▸ THE TASKS
a - Summarize the custom operators page in two sentences.
b - Reproduce the passage of the custom operators page running from "You are viewing" to "operators, and so on.".

You are viewing the RapidMiner Python documentation for version 10.1 - Check here for latest version

Custom operators

On this page we explain how you can embed your Python code into RapidMiner processes even more by creating custom operators using the Python Learner, Python Transformer and Python Forecaster operators. You can then share these custom operators with others who aren't adept Python coders.

The Python Learner operator

With Python Learner, you can create a Python based model that is compatible with RapidMiner's model interfaces. Models created using Python Learner (and custom operators derived from it) can be applied using the Apply Model operator, can be trained using RapidMiner's Cross-Validation operators, can be fine-tuned using Optimize operators, and so on.

When you drag a new Python Learner to the canvas from the Operators panel is RapidMiner Studio, you will get an operator similar to other learners (in operator color and input/output ports). It will also have a few predefined parameters which you can edit. See the list of supported parameter types below.

The operator information panel also shows the capabilities of this Python based learner.

To edit the parameter definitions and capabilities, click the gear icon on the Parameters panel. A JSON editor will appear where you can add and modify these traits. The JSON you write here will be validated and you will get warnings if something isn't correct. If you Apply an incorrect configuration, your input ports will disappear from the operator on the canvas.

To implement a Python learner, you need to define two functions named rm_train and rm_apply. As the name suggests, the first will run when you train a model in your Python Learner operator. The second will run when the model created with Python Learner is being applied with e.g. Apply Model. We advise to study the provided tutorial processes for more hints on how to implement these functions.

The Python Transformer operator

You can think of the Python Transformer as an Execute Python operator with user defined parameters and an arbitrary number of input and output ports.

The name of the operator, its parameters and their types and default values, as well as the input and output ports, are defined by clicking on the gear icon in the operator parameters panel, and editing the JSON definition in the editor that pops up. This is very similar to the one explained above for the Python Learner operator (Transformer doesn't take a list of capabilities, but it requires inputs and outputs). The JSON you write here will be validated and you will get warnings if something isn't correct. If you Apply an incorrect configuration, your input ports will disappear from the operator on the canvas. See the list of supported parameter types below.

In order for the code to execute as expected, you have to follow the same convention as for Execute Python: your main entry point will be the rm_main function, and the number and order of the function parameters and return values will correspond to the operator's input and output ports.

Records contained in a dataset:
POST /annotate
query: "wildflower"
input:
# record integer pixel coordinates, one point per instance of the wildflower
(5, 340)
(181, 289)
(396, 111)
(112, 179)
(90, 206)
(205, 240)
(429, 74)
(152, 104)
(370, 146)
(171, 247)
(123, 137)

▸ SOLUTIONS BELOW
a - The page explains how to build custom operators in RapidMiner with the Python Learner, Python Transformer and Python Forecaster operators, so that they can be shared with people who are not adept Python coders. A Python Learner has its parameters and capabilities edited in a JSON editor and is implemented through the functions rm_train and rm_apply, while the Python Transformer acts like Execute Python with user-defined parameters and any number of ports and uses rm_main as its entry point.

b -
You are viewing the RapidMiner Python documentation for version 10.1 - Check here for latest version

Custom operators

On this page we explain how you can embed your Python code into RapidMiner processes even more by creating custom operators using the Python Learner, Python Transformer and Python Forecaster operators. You can then share these custom operators with others who aren't adept Python coders.

The Python Learner operator

With Python Learner, you can create a Python based model that is compatible with RapidMiner's model interfaces. Models created using Python Learner (and custom operators derived from it) can be applied using the Apply Model operator, can be trained using RapidMiner's Cross-Validation operators, can be fine-tuned using Optimize operators, and so on.